::: Supplied entries :::

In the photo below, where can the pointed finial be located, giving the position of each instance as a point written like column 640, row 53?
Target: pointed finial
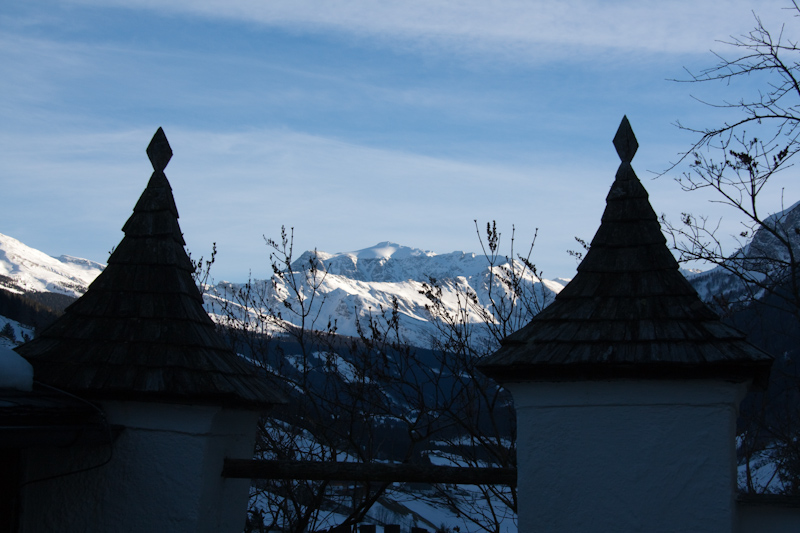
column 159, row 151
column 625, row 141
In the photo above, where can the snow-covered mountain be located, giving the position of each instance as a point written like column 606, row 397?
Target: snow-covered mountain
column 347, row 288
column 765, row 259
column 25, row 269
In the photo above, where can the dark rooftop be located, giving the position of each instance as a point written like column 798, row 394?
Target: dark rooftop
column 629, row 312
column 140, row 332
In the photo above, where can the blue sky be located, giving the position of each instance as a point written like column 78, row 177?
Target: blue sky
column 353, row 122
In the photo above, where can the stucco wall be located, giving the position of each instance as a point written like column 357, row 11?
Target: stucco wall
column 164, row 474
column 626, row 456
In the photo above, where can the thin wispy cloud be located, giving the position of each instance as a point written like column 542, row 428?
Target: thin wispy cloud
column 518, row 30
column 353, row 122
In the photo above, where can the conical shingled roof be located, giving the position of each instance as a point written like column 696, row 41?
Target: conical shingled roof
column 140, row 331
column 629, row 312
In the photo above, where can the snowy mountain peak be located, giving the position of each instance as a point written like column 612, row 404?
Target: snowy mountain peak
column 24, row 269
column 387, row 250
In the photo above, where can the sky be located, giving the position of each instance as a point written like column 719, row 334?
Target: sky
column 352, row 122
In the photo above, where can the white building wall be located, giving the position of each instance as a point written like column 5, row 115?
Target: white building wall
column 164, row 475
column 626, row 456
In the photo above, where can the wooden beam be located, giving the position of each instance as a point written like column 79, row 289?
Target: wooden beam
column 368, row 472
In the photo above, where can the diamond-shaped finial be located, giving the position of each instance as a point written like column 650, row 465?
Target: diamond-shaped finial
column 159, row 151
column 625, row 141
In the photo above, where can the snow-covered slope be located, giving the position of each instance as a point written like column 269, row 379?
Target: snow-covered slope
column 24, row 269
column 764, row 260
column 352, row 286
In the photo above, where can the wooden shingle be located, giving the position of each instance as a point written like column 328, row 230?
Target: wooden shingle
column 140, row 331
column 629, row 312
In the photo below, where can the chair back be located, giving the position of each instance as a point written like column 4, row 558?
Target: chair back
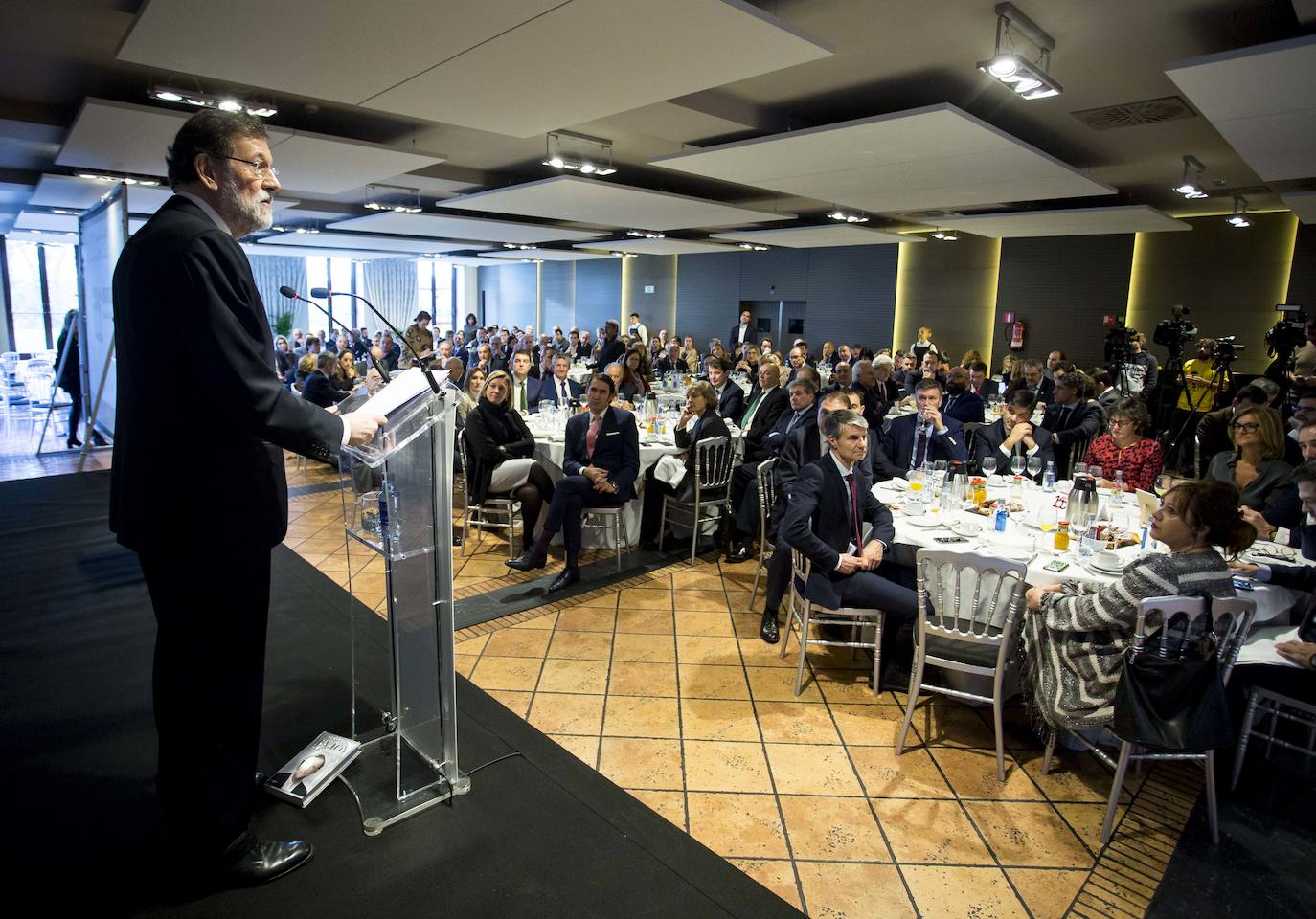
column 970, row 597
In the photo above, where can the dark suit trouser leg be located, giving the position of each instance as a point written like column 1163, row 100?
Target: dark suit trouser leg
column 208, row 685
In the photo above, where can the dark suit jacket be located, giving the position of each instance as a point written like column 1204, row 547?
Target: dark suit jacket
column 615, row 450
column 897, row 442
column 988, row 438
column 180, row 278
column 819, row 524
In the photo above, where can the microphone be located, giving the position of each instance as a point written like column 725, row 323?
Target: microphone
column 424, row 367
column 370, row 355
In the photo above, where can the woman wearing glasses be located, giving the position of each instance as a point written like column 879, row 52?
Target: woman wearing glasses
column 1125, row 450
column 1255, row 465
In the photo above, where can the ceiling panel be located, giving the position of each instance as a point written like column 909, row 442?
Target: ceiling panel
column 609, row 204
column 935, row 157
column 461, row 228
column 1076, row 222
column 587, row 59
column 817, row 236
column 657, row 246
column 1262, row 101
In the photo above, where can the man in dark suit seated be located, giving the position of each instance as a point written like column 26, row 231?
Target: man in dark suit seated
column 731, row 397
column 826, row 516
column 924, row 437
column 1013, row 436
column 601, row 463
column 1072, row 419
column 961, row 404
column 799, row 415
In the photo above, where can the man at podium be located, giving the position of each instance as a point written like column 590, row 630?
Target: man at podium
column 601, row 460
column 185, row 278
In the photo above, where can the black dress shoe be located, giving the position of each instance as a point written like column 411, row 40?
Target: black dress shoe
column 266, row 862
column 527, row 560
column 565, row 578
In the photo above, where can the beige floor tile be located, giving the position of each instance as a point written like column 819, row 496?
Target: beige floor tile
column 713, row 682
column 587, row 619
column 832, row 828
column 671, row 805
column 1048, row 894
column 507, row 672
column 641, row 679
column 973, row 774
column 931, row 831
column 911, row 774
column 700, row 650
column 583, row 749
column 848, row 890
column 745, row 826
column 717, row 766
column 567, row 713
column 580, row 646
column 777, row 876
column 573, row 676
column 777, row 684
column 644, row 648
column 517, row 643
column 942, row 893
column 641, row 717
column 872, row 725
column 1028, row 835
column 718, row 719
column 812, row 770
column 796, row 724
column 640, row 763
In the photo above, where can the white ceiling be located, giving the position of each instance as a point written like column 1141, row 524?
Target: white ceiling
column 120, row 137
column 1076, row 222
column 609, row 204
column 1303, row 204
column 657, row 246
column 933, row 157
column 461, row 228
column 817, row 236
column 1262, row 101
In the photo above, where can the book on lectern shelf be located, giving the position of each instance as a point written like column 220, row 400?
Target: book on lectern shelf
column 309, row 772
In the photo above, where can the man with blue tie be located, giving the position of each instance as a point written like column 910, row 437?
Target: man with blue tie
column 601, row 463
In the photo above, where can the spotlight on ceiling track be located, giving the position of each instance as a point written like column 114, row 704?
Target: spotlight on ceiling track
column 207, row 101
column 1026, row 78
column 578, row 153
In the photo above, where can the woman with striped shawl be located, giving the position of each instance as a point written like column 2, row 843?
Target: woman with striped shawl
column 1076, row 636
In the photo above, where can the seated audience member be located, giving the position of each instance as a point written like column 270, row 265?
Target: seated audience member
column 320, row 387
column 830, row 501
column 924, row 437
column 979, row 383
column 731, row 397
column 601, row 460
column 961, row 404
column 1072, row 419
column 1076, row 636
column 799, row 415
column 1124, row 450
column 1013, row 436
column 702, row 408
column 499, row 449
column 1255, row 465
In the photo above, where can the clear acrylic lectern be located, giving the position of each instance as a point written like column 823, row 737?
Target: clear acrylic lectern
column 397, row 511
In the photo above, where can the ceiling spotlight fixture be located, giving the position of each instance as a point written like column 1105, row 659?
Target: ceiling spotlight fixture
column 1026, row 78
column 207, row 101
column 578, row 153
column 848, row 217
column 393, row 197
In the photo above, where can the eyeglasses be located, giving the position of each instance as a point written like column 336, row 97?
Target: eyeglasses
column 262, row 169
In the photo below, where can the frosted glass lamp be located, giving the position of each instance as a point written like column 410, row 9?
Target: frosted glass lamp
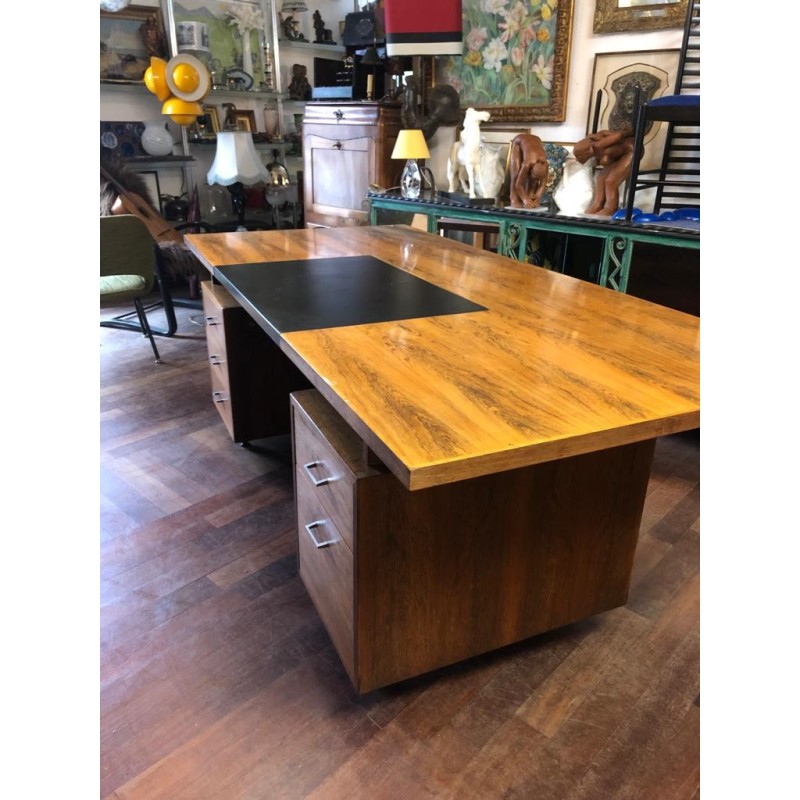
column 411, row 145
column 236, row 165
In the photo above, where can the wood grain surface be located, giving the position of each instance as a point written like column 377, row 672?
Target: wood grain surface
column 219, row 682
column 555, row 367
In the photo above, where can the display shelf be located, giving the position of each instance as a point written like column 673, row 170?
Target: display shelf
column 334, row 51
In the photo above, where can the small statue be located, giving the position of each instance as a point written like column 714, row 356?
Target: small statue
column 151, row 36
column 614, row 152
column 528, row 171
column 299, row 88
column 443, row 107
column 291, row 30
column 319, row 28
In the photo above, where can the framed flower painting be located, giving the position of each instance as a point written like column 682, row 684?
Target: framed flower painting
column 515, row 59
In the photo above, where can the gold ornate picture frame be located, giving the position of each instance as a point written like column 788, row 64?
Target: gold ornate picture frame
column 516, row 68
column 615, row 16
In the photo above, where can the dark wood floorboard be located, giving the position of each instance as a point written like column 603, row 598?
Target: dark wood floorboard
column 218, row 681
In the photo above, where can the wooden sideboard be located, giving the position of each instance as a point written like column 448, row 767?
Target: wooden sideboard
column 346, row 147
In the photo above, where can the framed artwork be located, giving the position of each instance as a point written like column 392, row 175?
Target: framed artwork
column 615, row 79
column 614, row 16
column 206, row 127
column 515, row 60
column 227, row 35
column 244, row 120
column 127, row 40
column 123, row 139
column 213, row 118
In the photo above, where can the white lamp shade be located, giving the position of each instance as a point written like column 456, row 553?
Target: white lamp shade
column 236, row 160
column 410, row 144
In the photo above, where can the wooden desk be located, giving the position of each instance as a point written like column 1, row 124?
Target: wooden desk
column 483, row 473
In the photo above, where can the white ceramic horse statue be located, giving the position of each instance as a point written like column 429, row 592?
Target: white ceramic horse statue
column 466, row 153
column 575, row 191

:::

■ Challenge: Arrange the lines of the listing above as a JSON list of strings, one string per line and blank lines omitted, beginning at the line that contains "In the photo above, where can the white lamp" and stopping after the line that contains "column 483, row 473".

■ Expected answer:
[
  "In the photo above, where can the white lamp shade be located, giving the position of each instance as a point written like column 456, row 553?",
  "Target: white lamp shade",
  "column 236, row 160",
  "column 410, row 144",
  "In the photo above, where can the wooden desk be located, giving the position of each instance as a point written like column 1, row 124?",
  "Target: wooden desk",
  "column 483, row 473"
]